-------- EXCERTO

2016-02-01
Texto: Carlos A Henriques
O desenvolvimento tecnológico do Cinema esteve, quase sempre, associado aos novos ventos de mudança trazidos pela Televisão, tal como aconteceu, por exemplo, em 1927 com o Cinema Sonoro devido à primeira experiência televisiva a 26 de janeiro de 1926 (John L. Baird), o Cinemascope e o Cinema 3D, em 1953, associado ao arranque da Televisão a Cores no mesmo ano, assim como o Cinema Digital, em 2006, com a generalização das emissões regulares da Televisão Digital em Alta Definição verificada nos EUA em 1996 e na Europa em 2002.
A 30 de setembro de 1952 deu-se na Broadway, em New York (EUA), a estreia mundial de um sistema, o Cinerama, cujo nome resulta da aglutinação da palavra Cinema com panorama, havendo quem advogue que se trata de um anagrama da palavra American, o qual recorria na projeção a um ecrã curvo com um arco que apresentava um ângulo de 1460, o equivalente à visão humana associada à visão periférica, e a três projetores de película de 35mm colocados, cada um, na respectiva cabina, com um frame rate de 26fps e não o tradicional 24fps e um formato (aspect ratio) de 2.65:1, sendo o seu objectivo tornar o visionamento mais imersivo, ou seja, envolver os espectadores nas imagens apresentadas.
O ecrã, devido à curvatura, não era feito de uma única peça esticada mas sim constituído nos terços finais de cada lado por finas tiras verticais com a largura de 2,2cm, devendo-se tal procedimento ao facto de se pretender evitar, assim, reflexões de um dos lados do ecrã sobre o outro.

----------------

INSTRUÇÃO 1 »
Devolve, tal como aparece no excerto sobre a evolução técnica do cinema, o trecho que começa em "O ecrã, devido" e termina em "sobre o outro.".
O excerto e os registos não têm qualquer relação entre si.

-------- MATERIAL APRESENTADO

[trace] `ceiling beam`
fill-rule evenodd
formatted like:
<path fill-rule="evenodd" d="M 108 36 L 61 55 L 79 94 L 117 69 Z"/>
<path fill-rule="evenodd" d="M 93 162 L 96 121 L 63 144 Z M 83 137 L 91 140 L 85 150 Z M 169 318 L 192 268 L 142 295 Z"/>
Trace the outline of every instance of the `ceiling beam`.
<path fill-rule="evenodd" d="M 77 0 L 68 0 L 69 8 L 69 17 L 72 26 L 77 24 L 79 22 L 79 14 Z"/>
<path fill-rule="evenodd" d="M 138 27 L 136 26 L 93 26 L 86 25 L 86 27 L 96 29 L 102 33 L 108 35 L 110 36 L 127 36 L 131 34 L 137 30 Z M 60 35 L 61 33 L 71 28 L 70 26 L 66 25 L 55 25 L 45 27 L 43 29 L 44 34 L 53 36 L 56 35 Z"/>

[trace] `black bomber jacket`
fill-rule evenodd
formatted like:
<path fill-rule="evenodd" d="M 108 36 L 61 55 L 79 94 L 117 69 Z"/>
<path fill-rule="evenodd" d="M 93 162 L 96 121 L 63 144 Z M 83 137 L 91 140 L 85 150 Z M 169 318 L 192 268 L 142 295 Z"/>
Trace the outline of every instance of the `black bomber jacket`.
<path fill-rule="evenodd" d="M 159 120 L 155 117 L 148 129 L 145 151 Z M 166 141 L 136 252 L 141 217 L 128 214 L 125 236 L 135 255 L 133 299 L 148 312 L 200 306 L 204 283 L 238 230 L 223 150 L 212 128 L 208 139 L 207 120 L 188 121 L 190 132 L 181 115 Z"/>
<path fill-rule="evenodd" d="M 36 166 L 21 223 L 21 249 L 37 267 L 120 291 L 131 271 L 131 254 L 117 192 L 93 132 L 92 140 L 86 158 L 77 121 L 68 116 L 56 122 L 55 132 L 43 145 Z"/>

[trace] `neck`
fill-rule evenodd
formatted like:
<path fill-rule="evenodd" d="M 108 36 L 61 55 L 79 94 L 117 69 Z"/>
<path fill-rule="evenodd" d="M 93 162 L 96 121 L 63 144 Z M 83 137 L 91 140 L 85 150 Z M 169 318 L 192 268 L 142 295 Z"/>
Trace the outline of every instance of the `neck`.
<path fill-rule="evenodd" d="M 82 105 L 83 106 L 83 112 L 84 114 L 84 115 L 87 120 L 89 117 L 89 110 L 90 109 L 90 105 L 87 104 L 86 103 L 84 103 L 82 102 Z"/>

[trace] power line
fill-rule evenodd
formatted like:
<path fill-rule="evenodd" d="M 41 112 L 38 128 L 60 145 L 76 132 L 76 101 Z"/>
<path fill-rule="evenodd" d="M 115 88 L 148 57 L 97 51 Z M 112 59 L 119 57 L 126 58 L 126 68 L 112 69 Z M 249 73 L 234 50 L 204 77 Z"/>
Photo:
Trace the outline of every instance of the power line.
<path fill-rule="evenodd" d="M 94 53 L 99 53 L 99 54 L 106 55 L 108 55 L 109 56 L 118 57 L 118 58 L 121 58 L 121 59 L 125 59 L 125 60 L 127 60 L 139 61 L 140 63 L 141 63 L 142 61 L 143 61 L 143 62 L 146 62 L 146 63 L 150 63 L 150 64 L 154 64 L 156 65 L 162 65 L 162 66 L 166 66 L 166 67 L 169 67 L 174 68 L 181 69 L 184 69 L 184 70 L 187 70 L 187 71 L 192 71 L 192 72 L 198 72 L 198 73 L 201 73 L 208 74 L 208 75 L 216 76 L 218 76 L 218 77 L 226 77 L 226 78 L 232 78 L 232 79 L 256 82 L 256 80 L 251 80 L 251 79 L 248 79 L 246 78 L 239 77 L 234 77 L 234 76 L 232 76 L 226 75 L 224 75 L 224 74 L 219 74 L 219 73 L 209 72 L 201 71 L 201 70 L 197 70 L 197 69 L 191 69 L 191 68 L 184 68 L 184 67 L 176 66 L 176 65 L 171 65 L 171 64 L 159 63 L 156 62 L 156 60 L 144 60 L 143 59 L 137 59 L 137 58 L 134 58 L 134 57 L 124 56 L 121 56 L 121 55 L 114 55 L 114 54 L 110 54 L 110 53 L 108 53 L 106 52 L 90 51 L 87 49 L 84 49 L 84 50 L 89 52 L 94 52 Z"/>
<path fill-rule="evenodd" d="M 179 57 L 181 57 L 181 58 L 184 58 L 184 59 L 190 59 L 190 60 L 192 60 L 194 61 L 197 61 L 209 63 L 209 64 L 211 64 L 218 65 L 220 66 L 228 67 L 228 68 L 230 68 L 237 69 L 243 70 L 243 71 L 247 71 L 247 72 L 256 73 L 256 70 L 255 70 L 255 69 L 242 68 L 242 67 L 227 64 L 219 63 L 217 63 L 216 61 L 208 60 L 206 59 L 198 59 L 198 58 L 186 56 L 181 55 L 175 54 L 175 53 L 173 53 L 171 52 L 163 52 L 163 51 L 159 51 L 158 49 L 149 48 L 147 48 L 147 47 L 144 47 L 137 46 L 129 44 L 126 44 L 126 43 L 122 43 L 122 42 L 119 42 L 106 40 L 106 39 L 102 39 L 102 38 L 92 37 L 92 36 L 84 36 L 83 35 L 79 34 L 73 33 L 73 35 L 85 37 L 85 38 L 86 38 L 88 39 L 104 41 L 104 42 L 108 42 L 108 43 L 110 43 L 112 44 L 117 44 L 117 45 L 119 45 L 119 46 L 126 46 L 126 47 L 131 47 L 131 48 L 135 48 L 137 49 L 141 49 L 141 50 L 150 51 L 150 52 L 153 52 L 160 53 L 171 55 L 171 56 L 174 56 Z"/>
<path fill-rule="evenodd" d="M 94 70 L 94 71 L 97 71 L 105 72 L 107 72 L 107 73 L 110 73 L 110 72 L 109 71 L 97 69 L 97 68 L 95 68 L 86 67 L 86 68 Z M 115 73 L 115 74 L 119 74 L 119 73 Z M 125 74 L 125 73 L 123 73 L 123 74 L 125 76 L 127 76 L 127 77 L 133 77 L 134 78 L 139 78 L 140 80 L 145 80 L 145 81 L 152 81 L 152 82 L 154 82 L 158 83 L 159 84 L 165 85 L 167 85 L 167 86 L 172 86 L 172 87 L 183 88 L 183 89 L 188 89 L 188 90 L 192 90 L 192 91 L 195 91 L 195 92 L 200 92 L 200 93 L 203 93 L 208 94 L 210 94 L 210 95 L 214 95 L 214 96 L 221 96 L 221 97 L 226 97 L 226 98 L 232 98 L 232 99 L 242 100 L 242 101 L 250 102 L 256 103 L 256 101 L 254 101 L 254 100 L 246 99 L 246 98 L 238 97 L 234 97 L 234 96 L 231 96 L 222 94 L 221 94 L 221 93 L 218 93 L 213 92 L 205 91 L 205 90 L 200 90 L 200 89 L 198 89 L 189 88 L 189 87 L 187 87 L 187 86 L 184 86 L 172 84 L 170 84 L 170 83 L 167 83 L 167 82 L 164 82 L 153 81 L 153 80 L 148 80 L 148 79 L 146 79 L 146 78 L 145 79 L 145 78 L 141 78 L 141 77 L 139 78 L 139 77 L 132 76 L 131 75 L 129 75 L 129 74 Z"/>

----------------

INSTRUÇÃO 2 »
Localiza nos registos todas as linhas que contêm a palavra "jacket" e copia-as, tendo em conta a distinção entre maiúsculas e minúsculas.

SOLUÇÃO ESCRITA 1 »
O ecrã, devido à curvatura, não era feito de uma única peça esticada mas sim constituído nos terços finais de cada lado por finas tiras verticais com a largura de 2,2cm, devendo-se tal procedimento ao facto de se pretender evitar, assim, reflexões de um dos lados do ecrã sobre o outro.

SOLUÇÃO ESCRITA 2 »
[trace] `black bomber jacket`
Trace the outline of every instance of the `black bomber jacket`.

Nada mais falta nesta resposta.